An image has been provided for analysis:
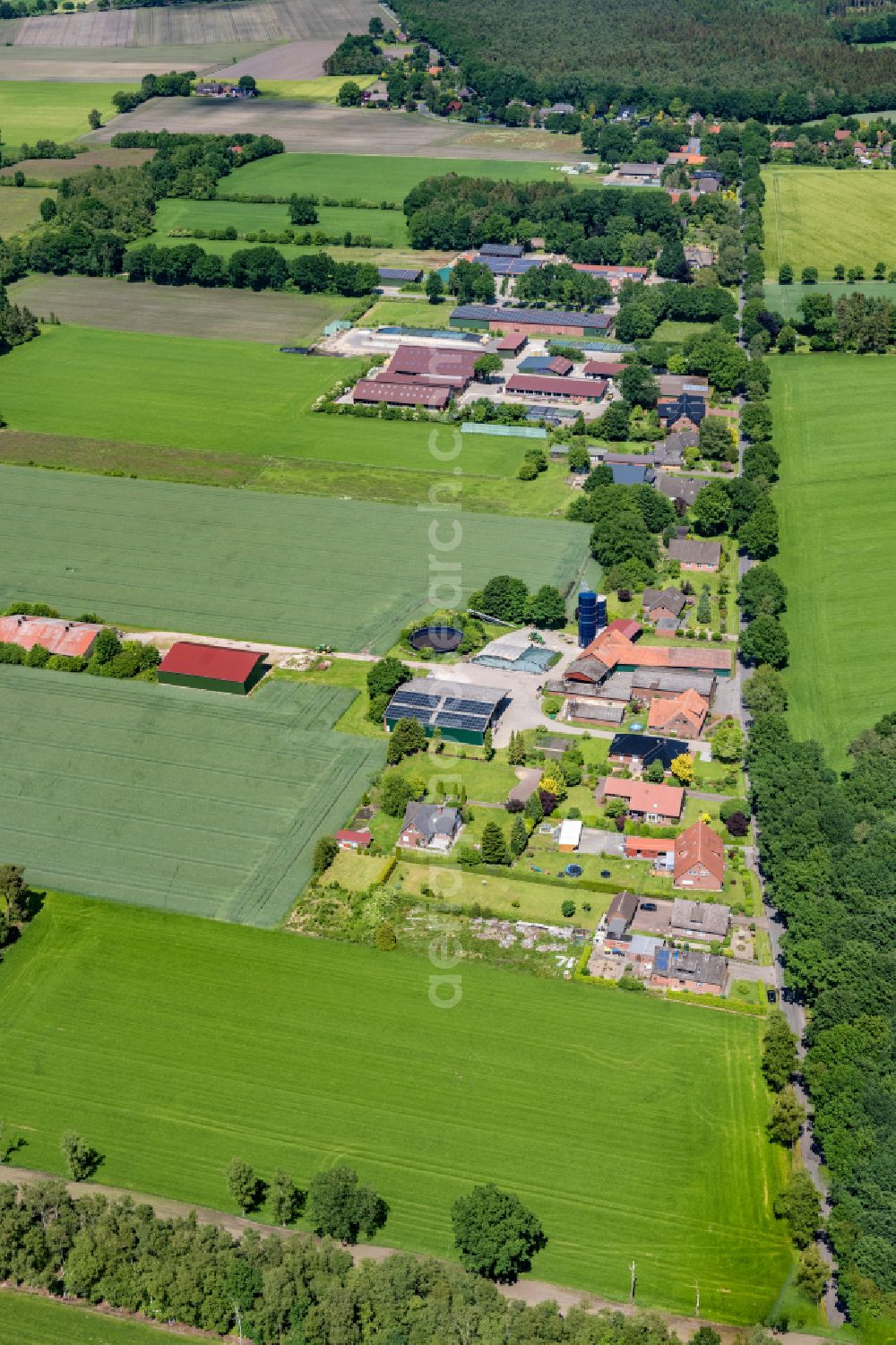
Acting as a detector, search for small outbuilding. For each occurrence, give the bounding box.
[159,640,266,695]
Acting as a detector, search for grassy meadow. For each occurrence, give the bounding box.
[771,354,896,767]
[0,666,384,926]
[0,80,139,148]
[226,151,585,202]
[0,462,588,652]
[0,894,791,1323]
[0,1289,183,1345]
[0,323,528,476]
[762,166,896,280]
[147,198,408,247]
[9,272,355,346]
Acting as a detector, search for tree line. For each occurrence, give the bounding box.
[397,0,896,124]
[403,174,682,263]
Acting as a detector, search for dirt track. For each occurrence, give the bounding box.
[0,1163,829,1345]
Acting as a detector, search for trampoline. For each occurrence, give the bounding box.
[408,625,464,653]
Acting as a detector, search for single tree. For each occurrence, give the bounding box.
[758,1011,797,1092]
[311,837,339,875]
[268,1168,304,1224]
[59,1130,102,1181]
[510,815,529,856]
[668,752,694,786]
[775,1168,821,1246]
[479,822,510,864]
[308,1168,389,1243]
[740,615,789,668]
[228,1158,261,1214]
[797,1243,830,1303]
[768,1085,805,1147]
[451,1182,547,1284]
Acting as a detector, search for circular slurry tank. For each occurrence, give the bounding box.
[408,625,464,653]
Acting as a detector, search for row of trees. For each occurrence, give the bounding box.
[124,244,379,296]
[398,0,896,124]
[403,174,682,263]
[748,710,896,1316]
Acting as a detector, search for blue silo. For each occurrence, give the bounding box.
[579,589,597,650]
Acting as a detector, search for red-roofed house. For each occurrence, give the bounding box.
[159,640,265,695]
[647,687,709,738]
[604,778,685,826]
[0,616,102,659]
[674,822,725,892]
[336,830,373,850]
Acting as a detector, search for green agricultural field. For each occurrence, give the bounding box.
[0,462,588,651]
[8,272,355,346]
[0,185,56,238]
[762,166,896,280]
[0,1289,183,1345]
[771,352,896,767]
[764,272,896,319]
[0,325,529,484]
[0,666,384,926]
[0,80,139,148]
[226,151,578,202]
[148,198,408,250]
[0,894,791,1323]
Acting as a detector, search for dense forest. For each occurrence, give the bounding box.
[395,0,896,123]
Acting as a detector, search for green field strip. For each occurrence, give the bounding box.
[0,467,588,651]
[0,666,383,924]
[0,894,791,1323]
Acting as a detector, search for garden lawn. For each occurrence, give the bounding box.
[3,323,529,473]
[0,894,791,1323]
[151,198,408,248]
[389,866,611,929]
[771,352,896,768]
[357,298,449,326]
[0,80,139,150]
[0,1289,183,1345]
[762,166,896,280]
[0,666,384,926]
[226,151,573,204]
[0,462,588,651]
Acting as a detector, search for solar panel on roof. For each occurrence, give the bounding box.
[435,711,488,733]
[392,689,441,711]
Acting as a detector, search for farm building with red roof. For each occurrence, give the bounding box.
[159,640,265,695]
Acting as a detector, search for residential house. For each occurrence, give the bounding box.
[632,668,716,703]
[557,818,582,854]
[668,538,721,570]
[647,687,709,740]
[657,392,706,429]
[607,731,685,775]
[652,472,708,508]
[336,830,373,850]
[641,586,685,621]
[606,892,638,939]
[625,837,676,870]
[668,897,730,943]
[650,947,725,996]
[674,822,728,892]
[603,778,685,827]
[398,802,461,853]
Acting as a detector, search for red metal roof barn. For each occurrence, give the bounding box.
[159,640,265,695]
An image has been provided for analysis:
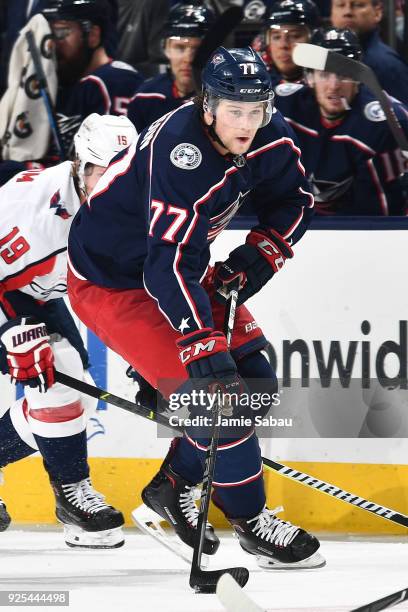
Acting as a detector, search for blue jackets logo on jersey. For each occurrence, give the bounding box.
[50,189,72,219]
[170,142,203,170]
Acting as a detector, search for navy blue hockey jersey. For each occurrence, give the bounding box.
[128,72,194,133]
[275,83,407,215]
[69,102,313,332]
[56,61,143,151]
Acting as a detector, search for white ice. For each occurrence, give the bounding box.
[0,528,408,612]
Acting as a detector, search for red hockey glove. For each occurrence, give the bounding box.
[0,317,54,393]
[176,327,246,408]
[214,226,293,306]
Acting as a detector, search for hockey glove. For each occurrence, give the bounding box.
[214,226,293,306]
[0,317,54,393]
[177,327,247,412]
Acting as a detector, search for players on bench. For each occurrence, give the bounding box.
[0,114,136,548]
[68,47,324,568]
[128,3,214,132]
[275,28,407,215]
[264,0,320,87]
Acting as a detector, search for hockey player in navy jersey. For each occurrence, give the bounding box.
[128,3,214,132]
[43,0,143,152]
[330,0,408,104]
[68,47,324,567]
[275,28,407,215]
[0,114,136,548]
[264,0,320,87]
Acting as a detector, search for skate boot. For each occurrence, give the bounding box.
[51,478,125,548]
[132,465,220,563]
[229,507,326,569]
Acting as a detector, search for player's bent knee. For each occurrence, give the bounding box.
[237,351,279,420]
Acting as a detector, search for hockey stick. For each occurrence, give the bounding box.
[292,43,408,158]
[26,30,66,161]
[190,282,249,593]
[262,457,408,527]
[55,371,408,527]
[216,574,266,612]
[351,588,408,612]
[192,6,244,93]
[217,574,408,612]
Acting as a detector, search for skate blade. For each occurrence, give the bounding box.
[256,552,326,570]
[131,504,209,568]
[64,524,125,549]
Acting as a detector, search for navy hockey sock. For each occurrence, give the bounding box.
[34,430,89,484]
[170,438,203,484]
[0,410,36,467]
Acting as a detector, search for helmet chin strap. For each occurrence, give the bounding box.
[207,115,246,168]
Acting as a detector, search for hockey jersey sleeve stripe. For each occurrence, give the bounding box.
[247,136,306,176]
[0,247,63,291]
[87,141,137,208]
[285,117,319,136]
[132,92,166,100]
[282,187,314,240]
[80,74,112,115]
[367,159,389,215]
[331,134,375,155]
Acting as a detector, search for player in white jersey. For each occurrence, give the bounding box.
[0,113,136,548]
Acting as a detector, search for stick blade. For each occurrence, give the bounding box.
[351,588,408,612]
[217,574,265,612]
[292,43,329,70]
[190,567,249,593]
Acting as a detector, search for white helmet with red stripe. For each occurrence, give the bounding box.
[74,113,137,189]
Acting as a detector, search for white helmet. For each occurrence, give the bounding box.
[74,113,137,189]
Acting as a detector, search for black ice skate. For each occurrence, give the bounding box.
[0,497,11,531]
[132,465,220,563]
[51,478,125,548]
[229,507,326,569]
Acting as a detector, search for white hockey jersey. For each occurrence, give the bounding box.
[0,161,80,325]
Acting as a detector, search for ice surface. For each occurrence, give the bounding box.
[0,528,408,612]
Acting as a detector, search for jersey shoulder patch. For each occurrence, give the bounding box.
[170,142,203,170]
[364,100,386,122]
[275,83,304,96]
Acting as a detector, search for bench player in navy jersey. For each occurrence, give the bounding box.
[275,28,407,215]
[0,114,136,548]
[263,0,320,87]
[68,47,324,568]
[128,3,214,132]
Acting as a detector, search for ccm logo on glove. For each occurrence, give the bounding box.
[246,229,293,272]
[177,328,227,365]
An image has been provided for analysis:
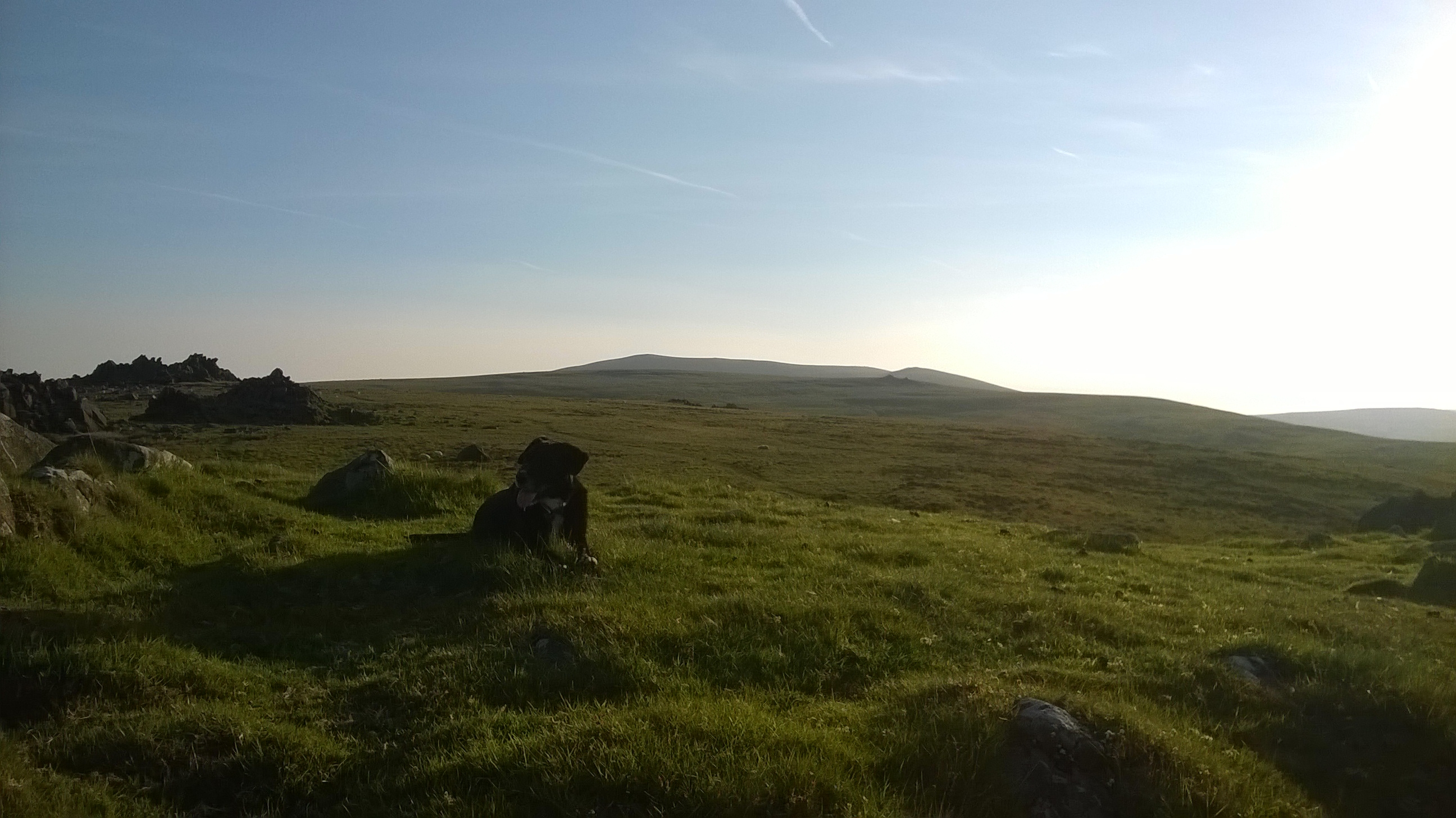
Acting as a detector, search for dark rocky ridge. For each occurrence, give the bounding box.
[71,352,237,386]
[0,370,111,435]
[1355,492,1456,540]
[137,370,379,426]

━━━

→ What is needed:
Rescale the records starting at the line containing "Acting as a detector, search for skate blade." and ending at the line containing "[207,115,246,168]". Write out only those lines, requests included, with every bounding box coordinate multiplied by 0.75 and rounded to a whole number, halves up.

→ Written solution:
Acting as a detector, search for skate blade. For each occurrence, give the bounding box.
[192,414,245,428]
[98,378,157,426]
[48,393,94,412]
Acting as a detector, search for navy hockey sock. For each occurrence, give the bounding box.
[26,323,67,363]
[128,329,152,363]
[0,308,27,350]
Acting as a detector, search for helmet chin strap. For each occurrence, give the bounding box.
[155,86,185,126]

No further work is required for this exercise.